| Data extract |
▶
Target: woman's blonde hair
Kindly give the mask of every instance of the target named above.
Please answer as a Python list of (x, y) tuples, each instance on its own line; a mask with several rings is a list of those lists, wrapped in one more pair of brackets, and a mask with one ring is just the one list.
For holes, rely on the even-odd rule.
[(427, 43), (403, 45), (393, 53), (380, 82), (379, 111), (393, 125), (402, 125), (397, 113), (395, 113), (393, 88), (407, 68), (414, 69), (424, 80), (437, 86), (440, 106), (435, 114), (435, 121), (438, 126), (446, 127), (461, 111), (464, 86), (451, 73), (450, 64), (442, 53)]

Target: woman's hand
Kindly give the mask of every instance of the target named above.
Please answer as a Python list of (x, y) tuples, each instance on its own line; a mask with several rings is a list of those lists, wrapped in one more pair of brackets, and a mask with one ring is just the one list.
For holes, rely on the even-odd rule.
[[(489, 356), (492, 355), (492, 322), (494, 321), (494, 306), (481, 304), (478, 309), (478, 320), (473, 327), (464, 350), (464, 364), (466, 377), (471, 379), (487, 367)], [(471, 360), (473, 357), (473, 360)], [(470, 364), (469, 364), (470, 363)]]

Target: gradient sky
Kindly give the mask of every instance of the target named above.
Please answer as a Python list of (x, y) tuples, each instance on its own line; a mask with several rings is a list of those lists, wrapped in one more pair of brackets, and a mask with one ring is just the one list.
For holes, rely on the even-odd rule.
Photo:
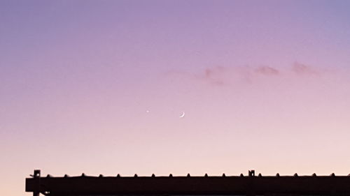
[(0, 1), (1, 195), (34, 169), (347, 175), (349, 9)]

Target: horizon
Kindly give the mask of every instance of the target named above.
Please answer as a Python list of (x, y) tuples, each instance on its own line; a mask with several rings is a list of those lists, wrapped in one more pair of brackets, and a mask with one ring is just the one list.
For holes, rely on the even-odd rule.
[(350, 174), (349, 1), (0, 1), (0, 179)]

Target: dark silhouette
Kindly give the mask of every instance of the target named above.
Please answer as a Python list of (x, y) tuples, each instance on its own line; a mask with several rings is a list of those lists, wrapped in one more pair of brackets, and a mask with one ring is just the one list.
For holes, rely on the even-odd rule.
[(34, 170), (25, 190), (34, 196), (73, 195), (350, 195), (350, 176), (79, 176), (41, 177)]

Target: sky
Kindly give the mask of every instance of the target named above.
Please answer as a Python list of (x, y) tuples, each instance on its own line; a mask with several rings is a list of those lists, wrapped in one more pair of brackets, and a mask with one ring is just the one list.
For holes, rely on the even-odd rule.
[(347, 175), (349, 8), (1, 0), (1, 195), (34, 169)]

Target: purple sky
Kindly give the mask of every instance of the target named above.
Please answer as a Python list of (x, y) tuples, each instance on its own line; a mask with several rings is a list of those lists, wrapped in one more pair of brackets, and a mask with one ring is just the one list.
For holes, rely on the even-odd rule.
[(348, 174), (349, 8), (1, 1), (0, 190), (29, 195), (34, 169)]

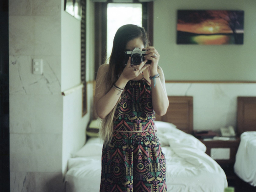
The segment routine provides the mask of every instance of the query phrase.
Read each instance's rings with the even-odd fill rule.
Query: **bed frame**
[[[237,133],[256,131],[256,97],[237,97]]]
[[[193,132],[193,97],[169,96],[169,107],[163,116],[156,116],[156,120],[171,123],[187,133]]]

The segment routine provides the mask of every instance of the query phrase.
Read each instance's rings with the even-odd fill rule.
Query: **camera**
[[[132,51],[126,51],[124,63],[127,64],[129,59],[129,57],[131,57],[131,64],[139,65],[142,62],[145,60],[144,56],[146,55],[145,53],[147,51],[147,50],[141,51],[139,48],[135,48]],[[150,64],[151,63],[151,61],[149,60],[146,63],[146,64]]]

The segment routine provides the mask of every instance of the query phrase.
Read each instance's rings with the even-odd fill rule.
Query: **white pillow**
[[[73,157],[86,157],[101,156],[102,150],[103,141],[98,138],[91,138],[88,141]]]
[[[170,139],[172,139],[182,146],[192,147],[203,152],[206,150],[206,147],[203,143],[192,135],[177,128],[175,125],[159,121],[155,121],[155,123],[157,128],[156,133],[161,146],[170,146]]]
[[[155,121],[155,126],[156,127],[157,133],[171,133],[175,131],[177,128],[176,125],[171,123],[164,122],[163,121]]]

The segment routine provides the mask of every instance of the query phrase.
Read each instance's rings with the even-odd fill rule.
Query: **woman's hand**
[[[144,56],[145,60],[150,60],[151,63],[149,65],[148,69],[150,76],[156,75],[157,73],[157,66],[160,55],[154,47],[148,47],[145,48],[147,50],[146,52],[146,55]]]
[[[150,66],[150,64],[145,64],[147,61],[147,60],[145,60],[139,65],[131,65],[131,57],[129,57],[127,64],[123,71],[120,77],[125,79],[127,81],[136,78],[142,74],[144,70]]]

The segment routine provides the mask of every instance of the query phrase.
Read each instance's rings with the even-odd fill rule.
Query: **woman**
[[[125,64],[126,50],[135,48],[147,50],[145,60],[133,65],[129,57]],[[95,102],[104,141],[100,192],[167,191],[154,123],[155,112],[163,115],[169,105],[159,57],[143,28],[126,25],[115,36],[109,64],[99,69]]]

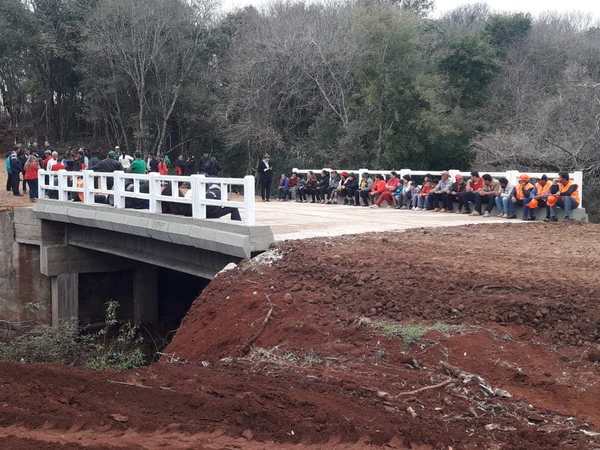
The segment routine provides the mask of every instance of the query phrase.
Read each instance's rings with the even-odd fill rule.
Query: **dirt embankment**
[[[600,448],[599,243],[540,224],[283,244],[219,275],[160,364],[0,365],[0,445]]]

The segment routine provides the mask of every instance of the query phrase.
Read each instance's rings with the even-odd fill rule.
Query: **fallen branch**
[[[122,384],[125,386],[134,386],[134,387],[140,387],[143,389],[152,389],[152,386],[146,386],[145,384],[139,384],[139,383],[126,383],[124,381],[115,381],[115,380],[106,380],[108,383],[110,384]]]
[[[425,387],[422,387],[422,388],[419,388],[419,389],[415,389],[414,391],[400,392],[399,394],[395,395],[394,398],[402,397],[402,396],[406,396],[406,395],[415,395],[415,394],[418,394],[418,393],[423,392],[423,391],[429,391],[431,389],[438,389],[438,388],[444,387],[447,384],[450,384],[450,383],[453,383],[453,382],[454,382],[454,380],[452,378],[448,378],[447,380],[444,380],[444,381],[442,381],[441,383],[438,383],[438,384],[433,384],[431,386],[425,386]]]
[[[267,327],[267,324],[269,323],[269,320],[271,320],[271,315],[272,314],[273,314],[273,307],[271,307],[269,309],[269,312],[267,313],[267,315],[263,319],[263,323],[260,326],[260,329],[240,349],[240,355],[241,356],[246,356],[248,354],[248,352],[250,352],[250,349],[252,348],[252,344],[254,344],[254,342],[256,342],[256,340],[260,337],[260,335],[263,333],[263,331],[265,331],[265,328]]]

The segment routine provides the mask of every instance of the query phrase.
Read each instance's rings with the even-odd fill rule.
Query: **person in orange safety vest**
[[[551,188],[551,195],[546,200],[548,216],[550,221],[556,222],[556,208],[560,207],[565,211],[565,220],[571,220],[571,211],[579,207],[581,199],[579,197],[579,186],[569,178],[566,172],[558,175],[558,180]]]
[[[519,183],[513,189],[513,193],[511,196],[512,210],[514,211],[516,206],[522,206],[523,220],[535,220],[535,208],[531,208],[529,205],[530,202],[535,200],[535,196],[535,186],[529,181],[529,175],[520,175]],[[535,204],[536,203],[534,202],[534,205]],[[517,216],[513,214],[510,218],[516,219]]]
[[[547,175],[542,175],[540,179],[535,183],[535,197],[529,202],[529,209],[531,209],[532,216],[535,217],[534,210],[537,208],[545,208],[547,206],[547,200],[550,196],[550,190],[552,183],[548,180]],[[550,218],[550,213],[546,208],[546,219]]]

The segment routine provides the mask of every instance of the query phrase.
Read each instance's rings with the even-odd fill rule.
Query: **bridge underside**
[[[53,323],[78,319],[81,279],[111,272],[131,274],[133,317],[136,322],[154,322],[160,268],[211,279],[228,263],[267,250],[275,241],[507,222],[278,201],[258,203],[256,212],[260,226],[40,200],[33,209],[15,210],[15,239],[40,247],[40,272],[50,278],[52,286]],[[585,210],[577,212],[585,218]],[[90,275],[80,279],[80,274]]]

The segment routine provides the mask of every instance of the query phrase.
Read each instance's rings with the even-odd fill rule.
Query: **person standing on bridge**
[[[260,185],[260,196],[262,197],[263,202],[268,202],[271,200],[271,186],[273,184],[273,168],[271,167],[271,158],[268,153],[266,153],[264,158],[258,163],[257,173]]]
[[[131,173],[137,173],[142,175],[146,173],[146,162],[142,158],[142,154],[140,152],[135,153],[135,159],[131,163],[129,171]]]
[[[10,181],[13,195],[15,197],[21,196],[21,193],[19,192],[19,183],[21,182],[22,171],[23,166],[21,165],[21,161],[19,161],[19,158],[17,157],[17,153],[12,152],[10,154]]]
[[[29,198],[32,201],[38,198],[38,170],[40,170],[40,163],[37,157],[34,154],[29,155],[25,163],[24,179],[29,186]]]
[[[115,153],[119,155],[119,162],[121,163],[121,167],[125,172],[129,171],[131,167],[131,163],[133,162],[133,158],[131,155],[128,155],[125,150],[121,151],[121,147],[118,145],[115,147]]]

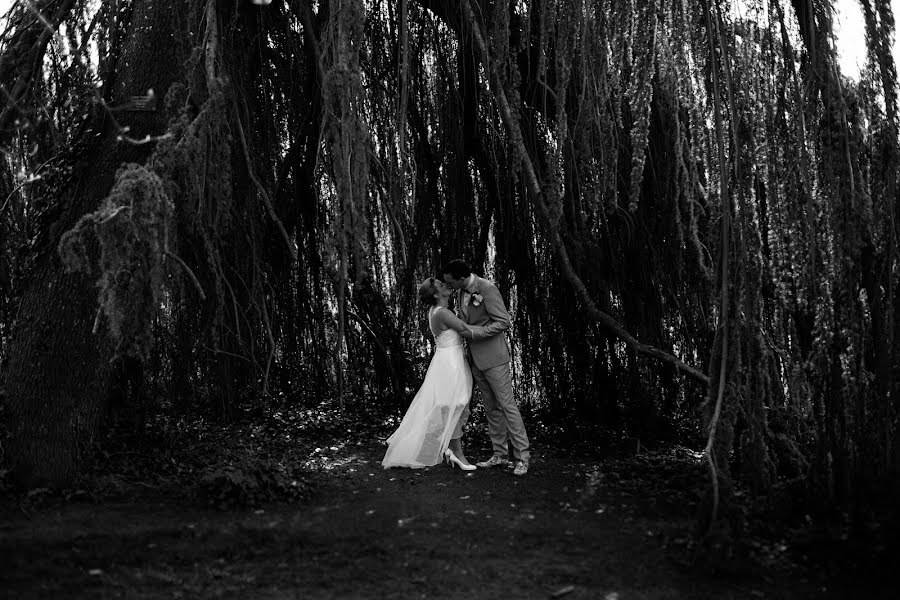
◀
| Job |
Extract every line of the listing above that contains the string "woman", copying each line in full.

| The response |
Target: woman's blonde hair
Target: woman's hand
Query: **woman's hand**
Query: **woman**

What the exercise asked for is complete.